### EXERCISE AIM
Convert every line below, from the one containing "Reviewer note: verify that every instance of the overcast" down to the one containing "column 424, row 22", both included, into a JSON list of strings with one string per line and blank lines omitted.

[Excerpt from a dataset]

###

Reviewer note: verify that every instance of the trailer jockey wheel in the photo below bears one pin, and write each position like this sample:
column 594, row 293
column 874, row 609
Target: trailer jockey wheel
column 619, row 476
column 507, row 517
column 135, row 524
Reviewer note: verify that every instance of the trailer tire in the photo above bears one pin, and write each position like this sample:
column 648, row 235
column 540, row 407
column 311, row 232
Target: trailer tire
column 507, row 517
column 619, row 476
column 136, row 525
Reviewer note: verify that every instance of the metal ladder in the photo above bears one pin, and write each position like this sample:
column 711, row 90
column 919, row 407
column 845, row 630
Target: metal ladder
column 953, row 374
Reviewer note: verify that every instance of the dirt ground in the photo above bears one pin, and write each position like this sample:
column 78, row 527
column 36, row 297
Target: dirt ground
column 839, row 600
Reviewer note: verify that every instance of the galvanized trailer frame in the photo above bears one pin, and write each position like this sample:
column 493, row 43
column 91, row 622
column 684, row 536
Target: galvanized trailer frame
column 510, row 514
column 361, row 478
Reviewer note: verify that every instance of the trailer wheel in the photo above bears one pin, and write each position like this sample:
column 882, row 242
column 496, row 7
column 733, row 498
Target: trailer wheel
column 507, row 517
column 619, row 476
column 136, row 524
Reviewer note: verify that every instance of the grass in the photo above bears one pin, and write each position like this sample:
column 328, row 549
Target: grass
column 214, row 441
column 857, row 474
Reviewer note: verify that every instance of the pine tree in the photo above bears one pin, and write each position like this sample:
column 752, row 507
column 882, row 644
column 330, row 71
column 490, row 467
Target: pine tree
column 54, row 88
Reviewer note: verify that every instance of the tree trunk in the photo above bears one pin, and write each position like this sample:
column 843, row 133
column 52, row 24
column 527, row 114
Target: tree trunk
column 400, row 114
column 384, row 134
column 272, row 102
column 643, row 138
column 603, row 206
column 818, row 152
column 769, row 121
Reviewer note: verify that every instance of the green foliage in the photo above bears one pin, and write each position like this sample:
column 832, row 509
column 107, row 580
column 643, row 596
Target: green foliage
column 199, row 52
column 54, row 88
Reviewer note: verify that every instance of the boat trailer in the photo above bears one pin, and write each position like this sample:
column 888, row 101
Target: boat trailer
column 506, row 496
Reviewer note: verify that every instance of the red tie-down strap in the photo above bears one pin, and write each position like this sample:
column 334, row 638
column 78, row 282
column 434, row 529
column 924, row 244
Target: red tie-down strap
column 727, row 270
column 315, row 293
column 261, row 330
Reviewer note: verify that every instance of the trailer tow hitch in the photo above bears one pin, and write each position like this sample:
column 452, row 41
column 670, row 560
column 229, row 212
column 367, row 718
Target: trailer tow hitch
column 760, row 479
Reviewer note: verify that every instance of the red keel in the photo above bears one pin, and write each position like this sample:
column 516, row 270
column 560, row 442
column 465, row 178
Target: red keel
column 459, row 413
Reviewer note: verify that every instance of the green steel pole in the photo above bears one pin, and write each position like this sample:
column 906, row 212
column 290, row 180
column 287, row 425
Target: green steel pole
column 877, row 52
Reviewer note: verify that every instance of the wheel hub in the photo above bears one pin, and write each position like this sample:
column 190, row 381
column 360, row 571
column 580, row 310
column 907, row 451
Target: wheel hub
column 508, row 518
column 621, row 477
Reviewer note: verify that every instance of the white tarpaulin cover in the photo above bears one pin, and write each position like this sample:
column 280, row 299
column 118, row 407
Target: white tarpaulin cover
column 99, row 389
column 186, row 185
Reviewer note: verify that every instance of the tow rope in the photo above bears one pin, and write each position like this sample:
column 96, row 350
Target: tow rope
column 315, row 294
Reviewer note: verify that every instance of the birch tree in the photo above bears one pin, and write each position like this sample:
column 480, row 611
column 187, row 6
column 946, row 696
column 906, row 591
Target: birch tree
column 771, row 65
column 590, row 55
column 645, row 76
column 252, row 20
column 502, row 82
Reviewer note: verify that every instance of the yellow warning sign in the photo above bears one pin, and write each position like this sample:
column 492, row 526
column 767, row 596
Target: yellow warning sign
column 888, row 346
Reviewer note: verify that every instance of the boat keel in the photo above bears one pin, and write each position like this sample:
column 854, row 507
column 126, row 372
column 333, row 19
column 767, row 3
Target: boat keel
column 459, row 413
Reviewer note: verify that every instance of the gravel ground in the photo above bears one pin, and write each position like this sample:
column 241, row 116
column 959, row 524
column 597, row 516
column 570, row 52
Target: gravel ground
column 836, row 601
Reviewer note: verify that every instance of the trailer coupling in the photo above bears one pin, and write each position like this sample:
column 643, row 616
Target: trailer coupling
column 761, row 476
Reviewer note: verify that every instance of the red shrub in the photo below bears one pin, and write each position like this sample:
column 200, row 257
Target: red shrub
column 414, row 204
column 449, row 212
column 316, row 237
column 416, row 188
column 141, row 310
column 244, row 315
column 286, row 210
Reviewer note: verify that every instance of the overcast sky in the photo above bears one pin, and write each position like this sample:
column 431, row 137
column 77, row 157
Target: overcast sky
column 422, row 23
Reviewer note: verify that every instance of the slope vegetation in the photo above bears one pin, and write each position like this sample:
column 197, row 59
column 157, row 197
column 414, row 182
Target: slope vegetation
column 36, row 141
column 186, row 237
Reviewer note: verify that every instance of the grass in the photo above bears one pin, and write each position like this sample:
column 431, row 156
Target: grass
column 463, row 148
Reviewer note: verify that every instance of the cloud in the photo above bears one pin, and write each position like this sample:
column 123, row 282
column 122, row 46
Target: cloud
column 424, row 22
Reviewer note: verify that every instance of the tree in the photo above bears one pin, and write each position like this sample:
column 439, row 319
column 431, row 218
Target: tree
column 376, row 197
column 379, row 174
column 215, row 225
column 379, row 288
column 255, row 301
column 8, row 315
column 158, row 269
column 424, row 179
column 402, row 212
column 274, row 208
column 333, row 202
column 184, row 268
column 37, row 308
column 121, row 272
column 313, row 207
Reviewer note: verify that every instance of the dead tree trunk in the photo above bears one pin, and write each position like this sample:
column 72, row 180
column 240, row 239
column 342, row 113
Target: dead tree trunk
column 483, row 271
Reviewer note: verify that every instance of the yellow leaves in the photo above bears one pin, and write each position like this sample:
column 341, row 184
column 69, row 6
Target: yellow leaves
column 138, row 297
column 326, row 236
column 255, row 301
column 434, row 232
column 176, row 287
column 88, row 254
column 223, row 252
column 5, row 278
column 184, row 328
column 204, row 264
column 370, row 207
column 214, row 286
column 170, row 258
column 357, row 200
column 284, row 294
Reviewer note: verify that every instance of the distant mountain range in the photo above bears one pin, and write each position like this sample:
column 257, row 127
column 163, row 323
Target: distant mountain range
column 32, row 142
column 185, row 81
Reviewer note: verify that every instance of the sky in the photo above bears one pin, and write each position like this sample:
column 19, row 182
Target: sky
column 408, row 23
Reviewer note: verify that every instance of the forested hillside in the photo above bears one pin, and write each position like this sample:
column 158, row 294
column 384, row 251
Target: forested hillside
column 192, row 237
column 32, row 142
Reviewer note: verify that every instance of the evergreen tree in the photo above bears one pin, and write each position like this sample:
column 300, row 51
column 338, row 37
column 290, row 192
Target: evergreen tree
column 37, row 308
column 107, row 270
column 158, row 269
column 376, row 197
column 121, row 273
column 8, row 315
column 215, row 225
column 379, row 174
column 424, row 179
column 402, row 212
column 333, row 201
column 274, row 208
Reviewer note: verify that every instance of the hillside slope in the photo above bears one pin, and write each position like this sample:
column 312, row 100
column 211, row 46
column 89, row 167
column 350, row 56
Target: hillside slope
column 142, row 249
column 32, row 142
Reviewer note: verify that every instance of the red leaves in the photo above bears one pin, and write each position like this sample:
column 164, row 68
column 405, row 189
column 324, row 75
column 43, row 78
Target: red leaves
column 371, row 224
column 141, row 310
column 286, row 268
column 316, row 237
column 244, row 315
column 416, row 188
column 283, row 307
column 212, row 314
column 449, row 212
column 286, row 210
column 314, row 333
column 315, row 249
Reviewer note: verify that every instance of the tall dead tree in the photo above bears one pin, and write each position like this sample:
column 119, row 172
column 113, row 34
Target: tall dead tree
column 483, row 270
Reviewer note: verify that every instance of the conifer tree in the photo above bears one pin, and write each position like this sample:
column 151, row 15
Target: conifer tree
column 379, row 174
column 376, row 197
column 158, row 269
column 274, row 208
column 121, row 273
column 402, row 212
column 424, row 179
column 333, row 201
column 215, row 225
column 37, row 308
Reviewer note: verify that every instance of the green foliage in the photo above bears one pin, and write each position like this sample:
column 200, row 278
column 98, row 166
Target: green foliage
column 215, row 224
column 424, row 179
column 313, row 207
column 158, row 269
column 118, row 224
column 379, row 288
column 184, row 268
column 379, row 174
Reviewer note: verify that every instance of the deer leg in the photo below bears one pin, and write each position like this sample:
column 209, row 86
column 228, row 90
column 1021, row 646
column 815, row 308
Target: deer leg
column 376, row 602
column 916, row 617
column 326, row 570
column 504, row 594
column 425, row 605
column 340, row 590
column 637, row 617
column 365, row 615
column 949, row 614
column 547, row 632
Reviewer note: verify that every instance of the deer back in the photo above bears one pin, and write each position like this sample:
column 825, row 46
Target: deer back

###

### RESULT OF THE TASK
[
  "Reviewer note: verify that every instance of the overcast sky in the photo above bears one pin, and write each position like this sample:",
  "column 431, row 137",
  "column 77, row 157",
  "Target: overcast sky",
  "column 422, row 23",
  "Reviewer note: verify that every instance of the slope vegetation in the photo above bears one pin, and write each position like this sample:",
  "column 197, row 59",
  "column 157, row 197",
  "column 414, row 182",
  "Target: slope vegetation",
  "column 36, row 141",
  "column 186, row 237",
  "Reviewer note: verify that every instance of the grass in the photo above bears one pin, and write each position like this sample:",
  "column 431, row 156",
  "Target: grass",
  "column 463, row 148",
  "Reviewer note: verify that every instance of the cloud in the photo above bears one pin, and write each position like this sample:",
  "column 123, row 282",
  "column 122, row 46",
  "Target: cloud",
  "column 424, row 22"
]